> **Short exercise**:
Every line from the one containing "Task: annotate the bride's" to the final line of the material below must be reproduced exactly; leave out all other lines.

> **Data extract**:

——

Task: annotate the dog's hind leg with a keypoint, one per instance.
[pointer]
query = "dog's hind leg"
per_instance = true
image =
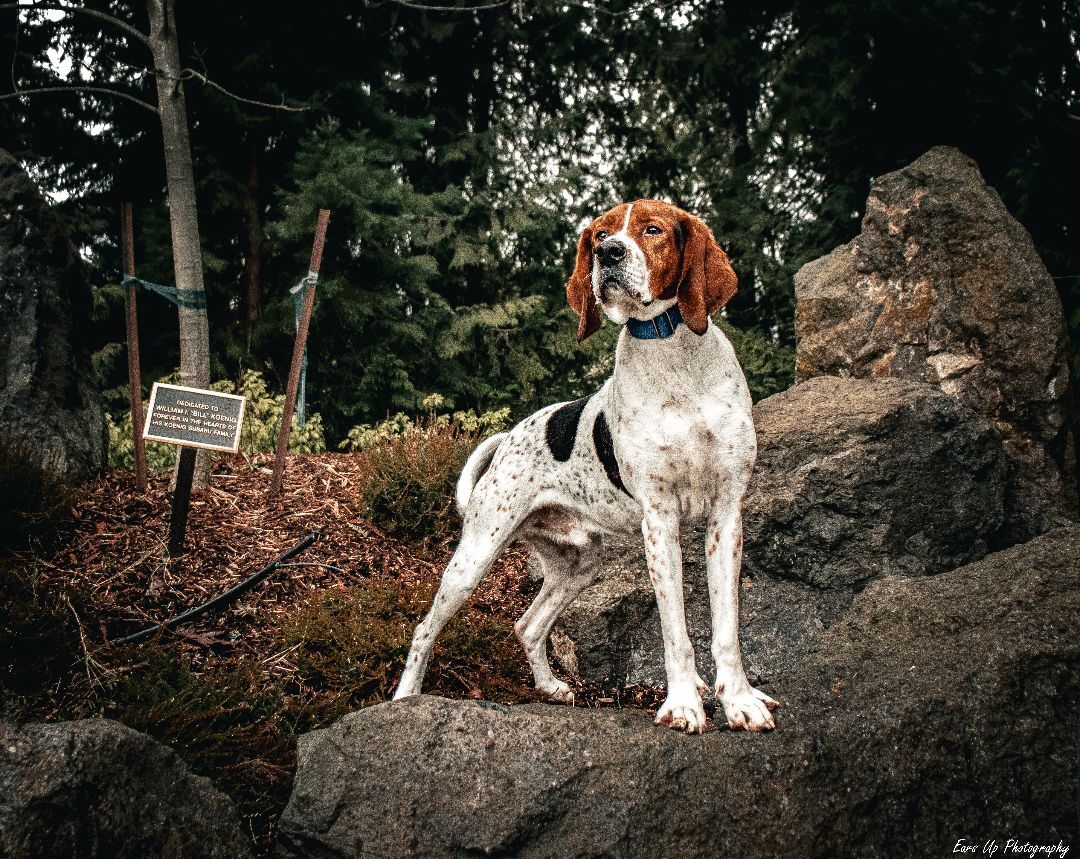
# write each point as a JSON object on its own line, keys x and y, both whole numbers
{"x": 481, "y": 544}
{"x": 568, "y": 568}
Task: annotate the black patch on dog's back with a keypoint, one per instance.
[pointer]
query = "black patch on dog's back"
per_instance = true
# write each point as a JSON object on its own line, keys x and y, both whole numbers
{"x": 605, "y": 452}
{"x": 563, "y": 428}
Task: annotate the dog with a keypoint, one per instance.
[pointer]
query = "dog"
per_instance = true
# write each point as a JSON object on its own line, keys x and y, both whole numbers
{"x": 667, "y": 439}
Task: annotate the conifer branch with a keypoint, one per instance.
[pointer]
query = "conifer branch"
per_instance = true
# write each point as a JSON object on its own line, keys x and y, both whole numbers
{"x": 82, "y": 10}
{"x": 80, "y": 89}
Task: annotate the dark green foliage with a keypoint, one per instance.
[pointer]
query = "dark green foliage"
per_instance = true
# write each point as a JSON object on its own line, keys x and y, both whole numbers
{"x": 35, "y": 498}
{"x": 39, "y": 636}
{"x": 352, "y": 646}
{"x": 769, "y": 366}
{"x": 460, "y": 151}
{"x": 226, "y": 724}
{"x": 407, "y": 484}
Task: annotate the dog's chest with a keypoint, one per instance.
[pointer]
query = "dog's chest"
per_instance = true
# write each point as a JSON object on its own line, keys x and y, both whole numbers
{"x": 684, "y": 429}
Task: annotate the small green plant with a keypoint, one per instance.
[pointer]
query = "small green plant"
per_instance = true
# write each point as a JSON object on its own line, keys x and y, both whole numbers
{"x": 407, "y": 485}
{"x": 39, "y": 636}
{"x": 225, "y": 723}
{"x": 35, "y": 497}
{"x": 483, "y": 425}
{"x": 413, "y": 466}
{"x": 351, "y": 647}
{"x": 259, "y": 433}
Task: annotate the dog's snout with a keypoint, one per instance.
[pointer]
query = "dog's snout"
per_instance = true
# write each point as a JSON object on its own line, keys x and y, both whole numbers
{"x": 610, "y": 252}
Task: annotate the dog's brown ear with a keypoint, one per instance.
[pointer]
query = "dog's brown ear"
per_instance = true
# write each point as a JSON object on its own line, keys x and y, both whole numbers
{"x": 707, "y": 280}
{"x": 579, "y": 287}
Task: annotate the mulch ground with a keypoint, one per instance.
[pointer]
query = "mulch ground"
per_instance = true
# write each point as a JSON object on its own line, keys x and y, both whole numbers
{"x": 115, "y": 556}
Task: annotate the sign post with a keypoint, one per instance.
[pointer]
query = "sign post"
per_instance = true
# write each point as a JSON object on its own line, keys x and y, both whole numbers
{"x": 298, "y": 346}
{"x": 134, "y": 374}
{"x": 191, "y": 418}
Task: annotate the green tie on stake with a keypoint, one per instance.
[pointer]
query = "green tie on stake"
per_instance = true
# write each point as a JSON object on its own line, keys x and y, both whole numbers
{"x": 304, "y": 295}
{"x": 192, "y": 299}
{"x": 299, "y": 295}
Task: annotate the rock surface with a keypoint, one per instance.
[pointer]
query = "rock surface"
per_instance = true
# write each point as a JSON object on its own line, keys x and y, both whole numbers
{"x": 944, "y": 286}
{"x": 95, "y": 788}
{"x": 46, "y": 389}
{"x": 854, "y": 480}
{"x": 940, "y": 708}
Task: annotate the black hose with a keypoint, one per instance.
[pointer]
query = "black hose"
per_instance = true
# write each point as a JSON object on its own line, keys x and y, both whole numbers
{"x": 223, "y": 599}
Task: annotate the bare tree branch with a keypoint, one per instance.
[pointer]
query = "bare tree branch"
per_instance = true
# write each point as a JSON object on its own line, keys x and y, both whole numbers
{"x": 190, "y": 72}
{"x": 82, "y": 10}
{"x": 80, "y": 89}
{"x": 632, "y": 11}
{"x": 427, "y": 8}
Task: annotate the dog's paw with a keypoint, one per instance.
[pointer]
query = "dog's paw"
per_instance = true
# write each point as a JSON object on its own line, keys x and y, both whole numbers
{"x": 558, "y": 693}
{"x": 746, "y": 707}
{"x": 683, "y": 711}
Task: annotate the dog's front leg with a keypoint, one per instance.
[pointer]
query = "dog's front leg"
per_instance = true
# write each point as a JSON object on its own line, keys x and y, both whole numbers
{"x": 682, "y": 709}
{"x": 743, "y": 706}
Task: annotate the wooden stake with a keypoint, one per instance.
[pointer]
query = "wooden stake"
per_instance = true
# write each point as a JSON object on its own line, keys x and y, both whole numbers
{"x": 134, "y": 372}
{"x": 181, "y": 501}
{"x": 298, "y": 347}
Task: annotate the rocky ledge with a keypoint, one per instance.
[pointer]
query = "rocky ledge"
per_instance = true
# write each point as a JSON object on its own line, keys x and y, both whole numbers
{"x": 939, "y": 708}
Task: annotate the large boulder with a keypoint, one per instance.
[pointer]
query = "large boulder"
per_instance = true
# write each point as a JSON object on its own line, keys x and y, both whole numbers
{"x": 940, "y": 709}
{"x": 854, "y": 481}
{"x": 944, "y": 286}
{"x": 46, "y": 384}
{"x": 95, "y": 788}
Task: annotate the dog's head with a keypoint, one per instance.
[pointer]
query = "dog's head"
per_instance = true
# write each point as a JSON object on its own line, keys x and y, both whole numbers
{"x": 640, "y": 258}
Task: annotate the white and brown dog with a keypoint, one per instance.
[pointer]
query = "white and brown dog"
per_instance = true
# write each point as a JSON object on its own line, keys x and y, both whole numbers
{"x": 667, "y": 439}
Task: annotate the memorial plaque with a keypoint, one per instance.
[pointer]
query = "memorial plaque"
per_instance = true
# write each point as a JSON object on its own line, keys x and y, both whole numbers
{"x": 193, "y": 417}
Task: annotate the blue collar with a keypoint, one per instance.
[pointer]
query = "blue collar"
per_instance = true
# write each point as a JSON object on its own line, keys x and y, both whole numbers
{"x": 658, "y": 327}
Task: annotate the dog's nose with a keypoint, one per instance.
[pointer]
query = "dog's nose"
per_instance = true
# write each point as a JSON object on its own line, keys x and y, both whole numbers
{"x": 610, "y": 252}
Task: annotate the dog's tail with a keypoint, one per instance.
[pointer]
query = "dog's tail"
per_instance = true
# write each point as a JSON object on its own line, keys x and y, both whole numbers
{"x": 475, "y": 467}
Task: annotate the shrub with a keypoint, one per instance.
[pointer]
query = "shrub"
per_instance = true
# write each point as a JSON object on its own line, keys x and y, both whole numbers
{"x": 39, "y": 638}
{"x": 413, "y": 466}
{"x": 351, "y": 647}
{"x": 367, "y": 435}
{"x": 407, "y": 485}
{"x": 35, "y": 497}
{"x": 259, "y": 433}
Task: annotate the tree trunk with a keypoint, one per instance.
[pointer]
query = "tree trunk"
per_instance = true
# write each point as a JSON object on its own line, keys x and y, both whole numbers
{"x": 183, "y": 215}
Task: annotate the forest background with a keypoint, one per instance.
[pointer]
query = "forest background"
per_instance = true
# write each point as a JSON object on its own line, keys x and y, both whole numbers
{"x": 461, "y": 145}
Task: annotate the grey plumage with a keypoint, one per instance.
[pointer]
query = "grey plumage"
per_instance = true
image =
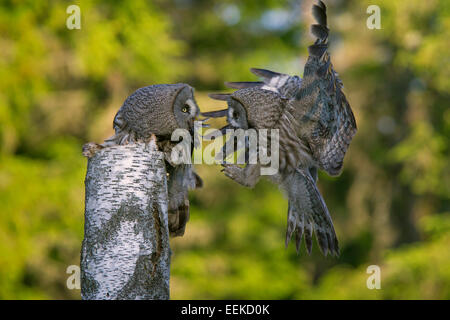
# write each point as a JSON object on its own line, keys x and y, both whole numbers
{"x": 316, "y": 126}
{"x": 159, "y": 110}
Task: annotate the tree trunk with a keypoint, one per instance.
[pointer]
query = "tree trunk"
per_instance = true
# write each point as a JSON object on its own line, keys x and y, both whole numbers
{"x": 125, "y": 252}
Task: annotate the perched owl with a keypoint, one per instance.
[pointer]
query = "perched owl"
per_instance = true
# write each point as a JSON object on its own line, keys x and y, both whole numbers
{"x": 316, "y": 126}
{"x": 159, "y": 110}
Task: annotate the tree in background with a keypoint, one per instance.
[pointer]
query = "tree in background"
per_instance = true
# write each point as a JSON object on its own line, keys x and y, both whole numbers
{"x": 61, "y": 88}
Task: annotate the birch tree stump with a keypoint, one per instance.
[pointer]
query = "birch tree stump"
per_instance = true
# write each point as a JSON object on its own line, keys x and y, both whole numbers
{"x": 125, "y": 252}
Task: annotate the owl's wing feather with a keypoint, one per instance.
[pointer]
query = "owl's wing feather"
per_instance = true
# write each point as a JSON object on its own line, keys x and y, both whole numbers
{"x": 281, "y": 83}
{"x": 308, "y": 213}
{"x": 326, "y": 120}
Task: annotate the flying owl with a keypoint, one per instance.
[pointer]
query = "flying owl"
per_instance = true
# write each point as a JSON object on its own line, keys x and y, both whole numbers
{"x": 316, "y": 126}
{"x": 159, "y": 110}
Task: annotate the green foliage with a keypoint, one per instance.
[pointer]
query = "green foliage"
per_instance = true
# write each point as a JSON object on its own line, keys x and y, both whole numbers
{"x": 60, "y": 88}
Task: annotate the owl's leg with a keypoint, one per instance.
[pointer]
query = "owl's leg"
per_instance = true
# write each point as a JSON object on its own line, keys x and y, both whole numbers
{"x": 247, "y": 176}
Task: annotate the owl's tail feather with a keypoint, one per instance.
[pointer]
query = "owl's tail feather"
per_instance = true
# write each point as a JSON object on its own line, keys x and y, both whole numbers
{"x": 308, "y": 214}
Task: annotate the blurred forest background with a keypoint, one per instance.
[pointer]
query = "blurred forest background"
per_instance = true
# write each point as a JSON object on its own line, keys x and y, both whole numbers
{"x": 60, "y": 88}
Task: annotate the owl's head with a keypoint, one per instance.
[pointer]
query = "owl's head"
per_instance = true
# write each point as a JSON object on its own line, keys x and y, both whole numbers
{"x": 158, "y": 109}
{"x": 254, "y": 107}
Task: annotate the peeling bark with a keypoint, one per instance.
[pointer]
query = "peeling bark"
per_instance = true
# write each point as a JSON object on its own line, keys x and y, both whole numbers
{"x": 125, "y": 252}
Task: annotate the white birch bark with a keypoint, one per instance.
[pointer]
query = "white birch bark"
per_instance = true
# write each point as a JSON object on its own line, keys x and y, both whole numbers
{"x": 125, "y": 252}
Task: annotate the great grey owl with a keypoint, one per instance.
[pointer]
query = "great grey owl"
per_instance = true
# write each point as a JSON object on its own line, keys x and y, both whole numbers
{"x": 159, "y": 110}
{"x": 316, "y": 126}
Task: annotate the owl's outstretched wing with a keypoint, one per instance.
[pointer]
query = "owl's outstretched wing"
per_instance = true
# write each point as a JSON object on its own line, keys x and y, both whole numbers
{"x": 284, "y": 84}
{"x": 308, "y": 214}
{"x": 325, "y": 119}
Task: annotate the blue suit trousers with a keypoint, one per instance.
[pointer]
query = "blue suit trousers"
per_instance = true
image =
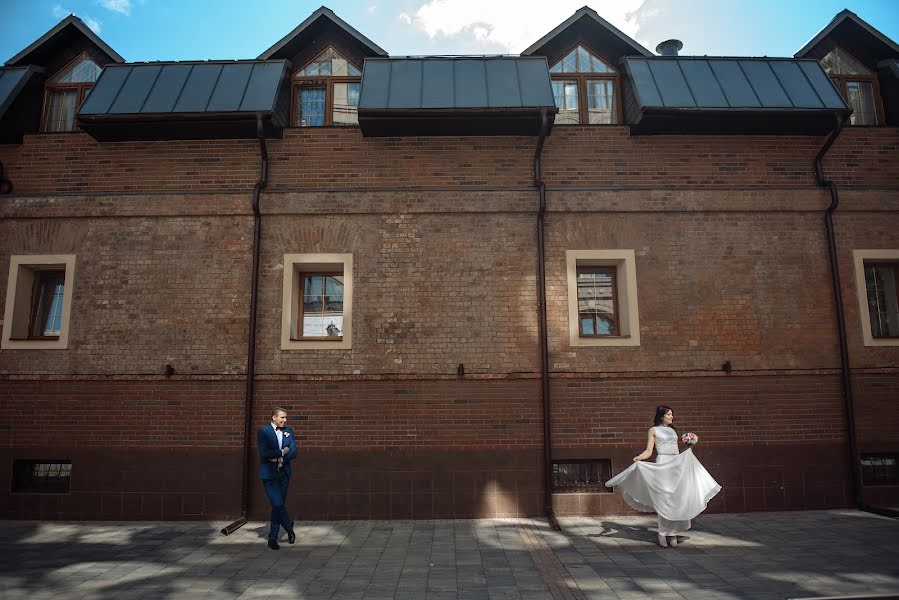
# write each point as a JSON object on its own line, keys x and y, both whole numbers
{"x": 276, "y": 492}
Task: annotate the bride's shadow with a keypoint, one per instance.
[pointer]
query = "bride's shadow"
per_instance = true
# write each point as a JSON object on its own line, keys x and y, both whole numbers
{"x": 633, "y": 533}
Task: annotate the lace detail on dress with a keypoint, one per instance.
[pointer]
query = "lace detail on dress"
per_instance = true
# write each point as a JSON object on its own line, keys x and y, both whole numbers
{"x": 666, "y": 440}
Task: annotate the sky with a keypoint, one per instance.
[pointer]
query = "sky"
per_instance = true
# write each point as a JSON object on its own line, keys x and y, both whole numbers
{"x": 145, "y": 30}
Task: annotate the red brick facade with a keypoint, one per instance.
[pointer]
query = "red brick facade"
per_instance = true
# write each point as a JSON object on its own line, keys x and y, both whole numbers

——

> **Finished answer**:
Task: annotate the bride's shadow with a keypoint, one per instance.
[pointer]
query = "bride's shadow"
per_instance = true
# write each point as a JSON object on its own line, keys x and y, both whole numbers
{"x": 633, "y": 533}
Task: annotate the lace detail on dress with a keypoint, one per instance.
[pointer]
query = "lace detail on dress"
per_instance = true
# write each point as a JSON object on its own line, keys x and y, both whole numbers
{"x": 666, "y": 440}
Task: annotate the sky with a keypoint, one per instance.
[pointer]
query = "sky"
per_instance = true
# write each point as a JSON object on its own line, keys x and y, both whole numbers
{"x": 145, "y": 30}
Task: annotate the red brick facade with a keypoint, one per instance.
[pointer]
query = "red brick facade"
per_instance = true
# write each point as a JSON object on its own line, keys x and y, both whole numbers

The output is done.